Exercise prompt: Output each entry exactly; skip nothing.
"""
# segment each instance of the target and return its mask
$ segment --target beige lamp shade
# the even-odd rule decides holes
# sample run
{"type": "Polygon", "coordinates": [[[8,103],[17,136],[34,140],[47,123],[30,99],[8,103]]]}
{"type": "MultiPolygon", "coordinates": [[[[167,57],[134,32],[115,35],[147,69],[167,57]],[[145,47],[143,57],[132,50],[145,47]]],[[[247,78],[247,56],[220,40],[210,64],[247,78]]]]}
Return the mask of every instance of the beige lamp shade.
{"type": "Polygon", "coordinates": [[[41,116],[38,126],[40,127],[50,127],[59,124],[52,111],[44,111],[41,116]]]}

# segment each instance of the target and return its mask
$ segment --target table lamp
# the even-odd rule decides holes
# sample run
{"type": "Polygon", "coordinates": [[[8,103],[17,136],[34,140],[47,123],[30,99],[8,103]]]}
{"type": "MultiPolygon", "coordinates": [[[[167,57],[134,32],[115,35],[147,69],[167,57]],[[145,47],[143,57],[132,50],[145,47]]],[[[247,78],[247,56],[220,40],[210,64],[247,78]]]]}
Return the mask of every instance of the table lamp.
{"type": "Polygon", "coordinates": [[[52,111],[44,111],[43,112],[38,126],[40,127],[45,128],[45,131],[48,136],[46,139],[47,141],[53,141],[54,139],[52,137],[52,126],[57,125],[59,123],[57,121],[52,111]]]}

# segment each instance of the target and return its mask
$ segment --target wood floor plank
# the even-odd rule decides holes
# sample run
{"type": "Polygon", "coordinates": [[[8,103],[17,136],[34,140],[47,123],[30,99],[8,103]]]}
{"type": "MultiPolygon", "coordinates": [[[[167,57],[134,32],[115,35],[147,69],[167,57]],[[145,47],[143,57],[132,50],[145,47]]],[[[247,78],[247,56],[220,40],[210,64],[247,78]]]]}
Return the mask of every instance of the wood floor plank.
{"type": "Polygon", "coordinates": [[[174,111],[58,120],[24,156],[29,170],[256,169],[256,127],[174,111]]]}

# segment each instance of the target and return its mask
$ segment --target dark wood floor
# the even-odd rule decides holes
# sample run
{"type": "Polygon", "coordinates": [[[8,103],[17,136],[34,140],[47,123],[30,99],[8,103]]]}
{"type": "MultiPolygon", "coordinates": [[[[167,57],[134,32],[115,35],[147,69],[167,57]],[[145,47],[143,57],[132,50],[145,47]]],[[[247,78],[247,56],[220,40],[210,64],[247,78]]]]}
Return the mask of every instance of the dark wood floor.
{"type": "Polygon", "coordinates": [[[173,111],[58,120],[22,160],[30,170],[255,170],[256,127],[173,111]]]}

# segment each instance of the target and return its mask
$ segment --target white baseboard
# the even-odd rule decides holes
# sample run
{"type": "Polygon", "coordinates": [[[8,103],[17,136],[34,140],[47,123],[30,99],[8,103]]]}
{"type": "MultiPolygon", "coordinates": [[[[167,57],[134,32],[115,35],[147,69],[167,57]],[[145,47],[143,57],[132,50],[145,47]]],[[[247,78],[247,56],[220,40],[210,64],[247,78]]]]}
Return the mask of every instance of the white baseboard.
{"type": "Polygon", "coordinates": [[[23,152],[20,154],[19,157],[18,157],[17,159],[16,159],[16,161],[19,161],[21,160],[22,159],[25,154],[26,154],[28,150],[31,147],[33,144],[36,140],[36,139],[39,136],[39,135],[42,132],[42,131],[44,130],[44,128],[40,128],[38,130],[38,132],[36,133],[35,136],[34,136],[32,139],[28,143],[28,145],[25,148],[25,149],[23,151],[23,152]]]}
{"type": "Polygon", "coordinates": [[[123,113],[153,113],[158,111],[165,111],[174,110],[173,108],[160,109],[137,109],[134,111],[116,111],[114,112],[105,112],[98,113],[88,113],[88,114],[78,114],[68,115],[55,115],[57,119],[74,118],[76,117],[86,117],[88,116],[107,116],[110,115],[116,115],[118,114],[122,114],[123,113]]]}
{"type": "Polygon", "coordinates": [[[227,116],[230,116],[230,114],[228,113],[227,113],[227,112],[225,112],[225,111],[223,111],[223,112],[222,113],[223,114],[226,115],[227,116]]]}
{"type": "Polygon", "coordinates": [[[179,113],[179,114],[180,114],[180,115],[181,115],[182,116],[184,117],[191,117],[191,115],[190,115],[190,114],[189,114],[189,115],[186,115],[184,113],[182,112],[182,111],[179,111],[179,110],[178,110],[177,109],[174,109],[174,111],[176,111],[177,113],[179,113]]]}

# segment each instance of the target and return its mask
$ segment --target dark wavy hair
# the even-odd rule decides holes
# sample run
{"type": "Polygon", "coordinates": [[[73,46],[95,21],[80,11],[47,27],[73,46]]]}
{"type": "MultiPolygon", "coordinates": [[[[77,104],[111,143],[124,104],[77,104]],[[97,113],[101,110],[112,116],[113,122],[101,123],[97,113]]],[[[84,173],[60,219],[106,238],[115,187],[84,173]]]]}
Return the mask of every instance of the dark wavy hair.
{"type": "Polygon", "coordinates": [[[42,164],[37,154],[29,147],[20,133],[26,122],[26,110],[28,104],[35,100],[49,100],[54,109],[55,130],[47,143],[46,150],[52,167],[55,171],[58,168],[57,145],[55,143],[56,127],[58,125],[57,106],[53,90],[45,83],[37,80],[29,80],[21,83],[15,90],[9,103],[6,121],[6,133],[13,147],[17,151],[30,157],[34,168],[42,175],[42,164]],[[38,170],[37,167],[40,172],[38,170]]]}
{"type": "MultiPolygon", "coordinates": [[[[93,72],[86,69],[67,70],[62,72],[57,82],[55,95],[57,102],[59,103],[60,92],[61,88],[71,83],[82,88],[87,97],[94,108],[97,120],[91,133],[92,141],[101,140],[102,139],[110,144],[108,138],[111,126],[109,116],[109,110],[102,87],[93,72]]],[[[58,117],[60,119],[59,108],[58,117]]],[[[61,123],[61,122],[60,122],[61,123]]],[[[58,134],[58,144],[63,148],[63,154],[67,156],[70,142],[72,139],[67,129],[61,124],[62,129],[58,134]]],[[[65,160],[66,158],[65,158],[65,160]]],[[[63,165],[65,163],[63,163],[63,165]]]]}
"""
Result:
# segment each instance of the target and return its mask
$ segment --target beige lamp shade
# the even-odd rule decides holes
# sample run
{"type": "Polygon", "coordinates": [[[8,103],[17,136],[34,140],[47,123],[30,99],[8,103]]]}
{"type": "MultiPolygon", "coordinates": [[[[167,57],[134,32],[115,35],[147,69],[167,57]],[[145,47],[143,57],[132,50],[145,47]]],[[[247,78],[247,56],[220,40],[210,64],[247,78]]]]}
Return the mask of every instance of the beige lamp shade.
{"type": "Polygon", "coordinates": [[[41,116],[38,126],[40,127],[50,127],[59,124],[52,111],[44,111],[41,116]]]}

# segment each instance of the target and return its mask
$ segment --target table lamp
# the even-odd rule decides holes
# sample run
{"type": "Polygon", "coordinates": [[[8,103],[17,136],[34,140],[47,123],[30,99],[8,103]]]}
{"type": "MultiPolygon", "coordinates": [[[[167,57],[134,32],[115,35],[147,69],[167,57]],[[145,47],[143,57],[132,50],[145,47]]],[[[247,78],[247,56],[220,40],[210,64],[247,78]]]]}
Return the mask of every instance of the table lamp.
{"type": "Polygon", "coordinates": [[[52,111],[44,111],[43,112],[38,126],[40,127],[45,128],[45,131],[48,136],[46,139],[47,141],[53,141],[54,139],[52,137],[52,126],[57,125],[59,123],[57,121],[52,111]]]}

# segment each instance of the target and return its mask
$ segment --target wood floor plank
# the even-odd rule decides holes
# sample run
{"type": "Polygon", "coordinates": [[[8,103],[17,136],[34,140],[47,123],[30,99],[8,103]]]}
{"type": "MultiPolygon", "coordinates": [[[[167,57],[134,32],[115,35],[147,69],[167,57]],[[145,47],[143,57],[132,50],[145,47]]],[[[247,78],[247,56],[220,40],[210,64],[247,78]]]]}
Return the mask of every instance of the wood floor plank.
{"type": "Polygon", "coordinates": [[[174,111],[58,120],[24,156],[29,170],[256,169],[256,127],[174,111]]]}

# segment each instance of the target and return its mask
$ segment --target dark wood floor
# the even-odd rule decides holes
# sample run
{"type": "Polygon", "coordinates": [[[8,103],[17,136],[34,140],[47,123],[30,99],[8,103]]]}
{"type": "MultiPolygon", "coordinates": [[[[167,57],[134,32],[115,35],[147,69],[167,57]],[[145,47],[143,57],[132,50],[145,47]]],[[[247,78],[247,56],[220,40],[210,64],[247,78]]]]}
Return the mask of every instance of the dark wood floor.
{"type": "Polygon", "coordinates": [[[173,111],[58,120],[22,160],[30,170],[255,170],[256,127],[173,111]]]}

# segment each instance of the target and return its mask
$ segment --target white baseboard
# the even-odd rule decides holes
# sample run
{"type": "Polygon", "coordinates": [[[8,103],[17,136],[34,140],[47,123],[30,99],[8,103]]]}
{"type": "MultiPolygon", "coordinates": [[[[167,57],[134,32],[115,35],[147,69],[167,57]],[[145,47],[143,57],[132,50],[145,47]]],[[[247,78],[247,56],[220,40],[210,64],[247,78]]]]}
Return the mask of every instance of the white baseboard.
{"type": "Polygon", "coordinates": [[[23,152],[20,154],[19,157],[18,157],[17,159],[16,159],[16,161],[19,161],[21,160],[22,159],[25,154],[26,154],[28,150],[31,147],[33,144],[36,140],[36,139],[39,136],[39,135],[42,132],[42,131],[44,130],[44,128],[40,128],[38,130],[38,132],[36,133],[35,136],[34,136],[32,139],[28,143],[28,145],[25,148],[25,149],[23,151],[23,152]]]}
{"type": "Polygon", "coordinates": [[[123,113],[153,113],[158,111],[165,111],[174,110],[173,108],[160,109],[137,109],[134,111],[116,111],[114,112],[105,112],[98,113],[88,113],[88,114],[78,114],[68,115],[55,115],[57,119],[74,118],[76,117],[86,117],[88,116],[107,116],[110,115],[116,115],[118,114],[122,114],[123,113]]]}
{"type": "Polygon", "coordinates": [[[227,116],[230,116],[230,114],[228,113],[227,113],[227,112],[225,112],[225,111],[223,111],[223,112],[222,113],[223,114],[226,115],[227,116]]]}
{"type": "Polygon", "coordinates": [[[179,113],[179,114],[180,114],[180,115],[181,115],[182,116],[184,117],[191,117],[191,115],[190,115],[190,114],[189,114],[189,115],[186,115],[184,113],[182,112],[182,111],[179,111],[179,110],[178,110],[177,109],[174,109],[174,111],[176,111],[177,113],[179,113]]]}

# segment each instance of the target and return its mask
$ segment --target dark wavy hair
# the even-odd rule decides holes
# sample run
{"type": "Polygon", "coordinates": [[[73,46],[95,21],[80,11],[47,27],[73,46]]]}
{"type": "MultiPolygon", "coordinates": [[[[77,104],[111,143],[124,104],[77,104]],[[97,113],[101,110],[112,116],[113,122],[101,123],[97,113]]],[[[84,173],[60,219],[106,238],[115,187],[84,173]]]]}
Return the mask of every instance of the dark wavy hair.
{"type": "Polygon", "coordinates": [[[42,164],[37,154],[29,147],[20,133],[26,122],[26,110],[28,104],[35,100],[49,100],[54,109],[55,130],[47,143],[46,150],[52,167],[55,171],[58,168],[57,145],[55,143],[56,127],[58,125],[57,106],[53,90],[45,83],[37,80],[29,80],[21,83],[15,90],[9,103],[6,121],[6,133],[13,147],[17,151],[30,157],[34,168],[42,175],[42,164]],[[38,170],[37,167],[40,172],[38,170]]]}
{"type": "MultiPolygon", "coordinates": [[[[93,72],[86,69],[67,70],[62,72],[57,82],[55,95],[57,102],[59,103],[60,92],[61,88],[71,83],[82,88],[87,97],[94,108],[97,120],[91,133],[92,141],[101,140],[102,139],[110,144],[108,138],[111,126],[109,116],[109,110],[102,87],[93,72]]],[[[58,117],[60,119],[59,108],[58,117]]],[[[61,123],[61,122],[60,122],[61,123]]],[[[58,134],[58,144],[63,148],[63,154],[67,156],[70,142],[72,139],[67,129],[61,124],[62,129],[58,134]]],[[[65,160],[66,158],[65,158],[65,160]]],[[[63,165],[65,163],[63,163],[63,165]]]]}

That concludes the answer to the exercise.